Return the whole of the data exactly.

───── Listed entries

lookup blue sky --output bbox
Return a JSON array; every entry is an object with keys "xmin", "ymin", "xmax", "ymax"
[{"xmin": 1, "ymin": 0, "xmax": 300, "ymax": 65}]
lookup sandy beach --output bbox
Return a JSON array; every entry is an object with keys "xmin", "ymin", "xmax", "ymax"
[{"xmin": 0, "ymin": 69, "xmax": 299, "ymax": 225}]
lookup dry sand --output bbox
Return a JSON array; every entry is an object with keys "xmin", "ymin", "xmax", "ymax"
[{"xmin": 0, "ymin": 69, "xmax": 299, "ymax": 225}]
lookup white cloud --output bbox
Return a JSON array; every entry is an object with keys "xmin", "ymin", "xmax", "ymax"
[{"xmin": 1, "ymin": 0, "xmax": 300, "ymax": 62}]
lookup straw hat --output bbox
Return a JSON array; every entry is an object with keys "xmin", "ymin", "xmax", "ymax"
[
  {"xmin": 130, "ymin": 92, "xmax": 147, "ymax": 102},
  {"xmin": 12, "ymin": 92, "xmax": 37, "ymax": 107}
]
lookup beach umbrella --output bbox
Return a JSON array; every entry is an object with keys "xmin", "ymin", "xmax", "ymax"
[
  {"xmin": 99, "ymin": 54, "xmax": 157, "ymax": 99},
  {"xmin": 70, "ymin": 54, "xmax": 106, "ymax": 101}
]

──────────

> Response
lookup blue sky --output bbox
Return a JSON array; every entry is an object with keys "xmin", "ymin", "xmax", "ymax"
[{"xmin": 1, "ymin": 0, "xmax": 300, "ymax": 65}]
lookup sandy beach --output bbox
Return a JSON array; every entry is an object with keys "xmin", "ymin", "xmax", "ymax"
[{"xmin": 0, "ymin": 69, "xmax": 299, "ymax": 225}]
lookup dry sand --output bbox
Return a JSON array; every entry is an object with keys "xmin", "ymin", "xmax", "ymax"
[{"xmin": 0, "ymin": 69, "xmax": 299, "ymax": 225}]
lookup white cloud --output bbox
Return a JSON array; every entry is an object with keys "xmin", "ymin", "xmax", "ymax"
[{"xmin": 1, "ymin": 0, "xmax": 300, "ymax": 62}]
lookup straw hat --output bbox
Return a JSON array; every entry is an object with keys "xmin", "ymin", "xmax", "ymax"
[
  {"xmin": 130, "ymin": 92, "xmax": 147, "ymax": 102},
  {"xmin": 12, "ymin": 92, "xmax": 37, "ymax": 107}
]
lookup beach umbrella --output bbox
Return a JSON array; every entry is an object with keys "xmin", "ymin", "xmax", "ymax"
[
  {"xmin": 99, "ymin": 54, "xmax": 157, "ymax": 99},
  {"xmin": 70, "ymin": 54, "xmax": 106, "ymax": 101}
]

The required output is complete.